Point placement records:
++++++

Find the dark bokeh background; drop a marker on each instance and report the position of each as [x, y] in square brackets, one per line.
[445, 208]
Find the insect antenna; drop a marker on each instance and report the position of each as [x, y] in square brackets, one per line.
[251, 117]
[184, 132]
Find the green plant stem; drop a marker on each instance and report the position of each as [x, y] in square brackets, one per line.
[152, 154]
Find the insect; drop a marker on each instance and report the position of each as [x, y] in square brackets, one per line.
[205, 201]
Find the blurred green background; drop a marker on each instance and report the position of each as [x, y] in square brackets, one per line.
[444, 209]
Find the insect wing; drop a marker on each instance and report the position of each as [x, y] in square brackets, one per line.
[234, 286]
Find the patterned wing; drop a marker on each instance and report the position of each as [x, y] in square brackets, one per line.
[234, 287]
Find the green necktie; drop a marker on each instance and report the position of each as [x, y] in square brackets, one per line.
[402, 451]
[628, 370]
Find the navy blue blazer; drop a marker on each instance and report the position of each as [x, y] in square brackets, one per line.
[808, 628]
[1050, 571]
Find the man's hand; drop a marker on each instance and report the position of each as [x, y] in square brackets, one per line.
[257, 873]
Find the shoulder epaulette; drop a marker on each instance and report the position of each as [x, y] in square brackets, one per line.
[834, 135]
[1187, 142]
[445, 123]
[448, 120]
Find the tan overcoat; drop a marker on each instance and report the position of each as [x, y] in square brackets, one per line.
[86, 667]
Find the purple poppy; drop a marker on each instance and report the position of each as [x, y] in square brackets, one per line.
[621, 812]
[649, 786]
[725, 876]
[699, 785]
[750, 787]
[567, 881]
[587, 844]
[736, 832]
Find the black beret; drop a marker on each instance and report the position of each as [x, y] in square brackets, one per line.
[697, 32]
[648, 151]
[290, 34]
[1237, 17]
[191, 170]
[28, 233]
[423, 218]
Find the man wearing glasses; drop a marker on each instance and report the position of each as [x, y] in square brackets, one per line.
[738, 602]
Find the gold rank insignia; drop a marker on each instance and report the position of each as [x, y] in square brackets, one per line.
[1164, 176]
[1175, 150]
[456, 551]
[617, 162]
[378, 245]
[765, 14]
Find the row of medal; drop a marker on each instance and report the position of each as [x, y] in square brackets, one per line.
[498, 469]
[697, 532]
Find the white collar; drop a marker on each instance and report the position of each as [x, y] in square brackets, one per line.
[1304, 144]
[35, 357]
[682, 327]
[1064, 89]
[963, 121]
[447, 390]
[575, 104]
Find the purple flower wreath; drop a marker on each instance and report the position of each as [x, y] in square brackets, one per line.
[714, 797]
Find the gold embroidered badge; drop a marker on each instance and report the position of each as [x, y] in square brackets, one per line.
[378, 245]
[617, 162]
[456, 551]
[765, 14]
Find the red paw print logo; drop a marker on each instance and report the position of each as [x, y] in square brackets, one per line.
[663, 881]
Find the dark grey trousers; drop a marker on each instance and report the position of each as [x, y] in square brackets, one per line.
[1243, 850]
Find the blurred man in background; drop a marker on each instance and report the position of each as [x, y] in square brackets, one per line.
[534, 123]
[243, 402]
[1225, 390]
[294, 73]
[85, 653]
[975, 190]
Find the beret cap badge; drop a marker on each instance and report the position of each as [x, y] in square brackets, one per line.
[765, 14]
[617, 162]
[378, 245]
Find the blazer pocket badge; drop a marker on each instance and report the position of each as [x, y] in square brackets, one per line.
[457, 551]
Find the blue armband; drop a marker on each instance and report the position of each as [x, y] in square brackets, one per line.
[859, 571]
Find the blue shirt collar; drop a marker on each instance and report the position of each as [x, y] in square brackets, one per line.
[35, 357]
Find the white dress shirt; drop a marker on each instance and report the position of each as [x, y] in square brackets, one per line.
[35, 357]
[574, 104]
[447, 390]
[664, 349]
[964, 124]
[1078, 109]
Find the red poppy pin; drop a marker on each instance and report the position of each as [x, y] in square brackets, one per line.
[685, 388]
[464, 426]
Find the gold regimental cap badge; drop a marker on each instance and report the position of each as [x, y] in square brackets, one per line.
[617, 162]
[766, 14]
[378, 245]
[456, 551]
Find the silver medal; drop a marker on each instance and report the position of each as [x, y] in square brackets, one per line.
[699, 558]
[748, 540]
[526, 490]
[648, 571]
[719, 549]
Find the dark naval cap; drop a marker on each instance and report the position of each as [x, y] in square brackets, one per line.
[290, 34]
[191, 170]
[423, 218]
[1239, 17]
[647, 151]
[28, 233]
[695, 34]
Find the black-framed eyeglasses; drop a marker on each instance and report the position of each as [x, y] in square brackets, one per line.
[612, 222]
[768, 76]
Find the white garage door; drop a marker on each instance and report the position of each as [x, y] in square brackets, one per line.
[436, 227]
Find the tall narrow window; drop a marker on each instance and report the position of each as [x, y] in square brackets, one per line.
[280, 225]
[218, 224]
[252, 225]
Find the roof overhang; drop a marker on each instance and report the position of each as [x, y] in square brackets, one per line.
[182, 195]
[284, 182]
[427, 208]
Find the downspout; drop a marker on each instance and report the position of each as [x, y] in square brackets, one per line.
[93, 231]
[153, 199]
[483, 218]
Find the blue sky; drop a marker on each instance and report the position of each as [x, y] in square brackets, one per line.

++++++

→ TASK OBJECTIVE:
Copy out all of the records above, line for line, with nothing changed.

→ EXERCISE SOLUTION:
Find the dark bokeh background; drop a marker on each instance and report the position of each as [x, y] in square brackets, one per line.
[445, 208]
Find the insect antenna; drop a marker on each instance and report the position of each as [x, y] in square brackets, one per line.
[251, 117]
[184, 132]
Find the green plant stem; drop a marker on each instance and report the position of each as [x, y] in square brackets, one per line.
[152, 154]
Find the insect; drop a marker on each instance and report the position of each as [x, y] in square brackets, one per line.
[205, 201]
Find the blurred green background; drop a marker on each instance and report the position of each as [x, y] in square brackets, one per line.
[444, 209]
Find the insect wing; drop a marker on each instance and report the position of each as [x, y] in square brackets, one per line.
[234, 286]
Find the patterned wing; drop a marker on each instance and report the position of each as [x, y] in square brackets, one per line.
[234, 287]
Find the green necktie; drop a marker on each instance and report the position of each as [x, y] in square brackets, one per line.
[402, 451]
[628, 370]
Find the navy blue blazer; drop a marker on each instance and report the position of each as [x, y] in square brackets, one per line.
[808, 628]
[1050, 571]
Find the man's hand; drop a marker on each instance and report the position of each as [x, y] in square brackets, one per line.
[257, 873]
Find the shoulder epaulette; drop a marker on each instance and report the position of each as [x, y] in square brackets, one per line.
[834, 135]
[1187, 142]
[445, 123]
[448, 120]
Find the tan overcoat; drop a marker on each instance and report the position of each as [x, y] in square brackets, one per line.
[86, 667]
Find the purple poppy; drop a marker on each instance and report the position of each as [x, y] in square brackets, one per line.
[621, 812]
[649, 786]
[725, 876]
[699, 785]
[750, 787]
[567, 881]
[587, 844]
[736, 832]
Find the black beret; drop a marker on each instance and report the position of each as [x, y] in square brackets, one per line.
[697, 32]
[648, 151]
[290, 34]
[1237, 17]
[191, 170]
[28, 233]
[423, 218]
Find the man wearing glasses; drop a marker on each instance and report the position of each as [x, y] in square brackets, one per line.
[738, 602]
Find the gold rank insignia; drop a marker on each instance and report the position of each as [x, y] in square brackets, one per line.
[1164, 176]
[1175, 150]
[456, 551]
[617, 162]
[378, 245]
[765, 14]
Find the row of medal; drop a marker on each instance and report the position of each as [x, y] in square brackets, one per line.
[498, 469]
[697, 532]
Find the white collar; drop a marker on each instance and report the position of each as [x, y] in square brackets, one per line.
[1304, 144]
[35, 357]
[682, 327]
[1064, 89]
[963, 121]
[447, 390]
[575, 104]
Find the purple flower wreath; drop a marker on each instance and report the position of each as [x, y] in square brackets, one per line.
[714, 797]
Find the gold embroidered badge; drop a marker on each instance and report the position of each as [x, y] in square brackets, one per line.
[378, 245]
[617, 162]
[456, 551]
[765, 14]
Find the red paw print logo; drop a marker on each instance and report the position of each as [x, y] in square brackets, one per line.
[663, 881]
Find the dark grey trousers; drop a marker on each instance and report the position of each as [x, y] in square brackets, one per line.
[1243, 850]
Find the blurred man in background; drop a marker on each instance and report the position of each as [x, y] in square brackets, one per line.
[534, 123]
[243, 402]
[1225, 390]
[294, 73]
[85, 653]
[975, 190]
Find the beret cap badge; drop a marker on each instance and report the position of each as [x, y] in square brackets, one per line.
[765, 14]
[617, 162]
[378, 245]
Find the blazer pocket badge; drop a marker on each instance and report the position of each as [x, y] in square brackets, one per line.
[457, 551]
Find the blue armband; drop a marker on each instance and report the position of each as [x, y] in square brackets, one per line.
[859, 571]
Find the blue shirt collar; drop a marker on each instance and report the position of each as [x, y] in square brackets, one per line.
[35, 357]
Find the white dress shirt; drop a marker on each instance and report the position of each as [x, y] in square brackets, one per line.
[35, 357]
[574, 104]
[447, 390]
[664, 349]
[964, 124]
[1078, 109]
Find the red poppy pin; drop a marker on each instance and report the position of each as [x, y] in square brackets, one per line.
[685, 388]
[464, 426]
Find the gold regimental cap badge; drop a marker on each instance and report the position of each as [x, y] in square brackets, one per line.
[617, 162]
[766, 14]
[378, 245]
[456, 551]
Find the silver medal; drop a marker on each instance and report the position of each as [x, y] in square brackets, one per line.
[699, 558]
[748, 540]
[526, 490]
[648, 571]
[719, 549]
Find the dark naval cap; drop a marker on each instance and report the position of each as [x, y] in square brackets, one per line.
[290, 34]
[191, 170]
[423, 218]
[1239, 17]
[647, 151]
[28, 233]
[695, 34]
Find the black-framed eyeglasses; drop a marker on each instance and report the position of each as [x, y] in square brackets, one per line.
[612, 222]
[768, 76]
Find the white garage door; drop a marker on each instance and report the position of each as [x, y] in square brackets, one per line.
[436, 227]
Find the tall narrow window; drop a marker on each instance and report the position of each as [x, y] in square brackets, one per line.
[280, 225]
[218, 224]
[252, 225]
Find the roof overhang; drop a marker on each instance and report the position of each as [x, y] in square brackets, one per line.
[182, 195]
[284, 182]
[427, 208]
Find the downspout; drop a marker on each instance and report the position of each as [x, y] in square brackets, one per line.
[93, 231]
[153, 199]
[483, 218]
Find the blue sky; drop a marker on each instance and report the position of each as [x, y] in square brackets, one per line.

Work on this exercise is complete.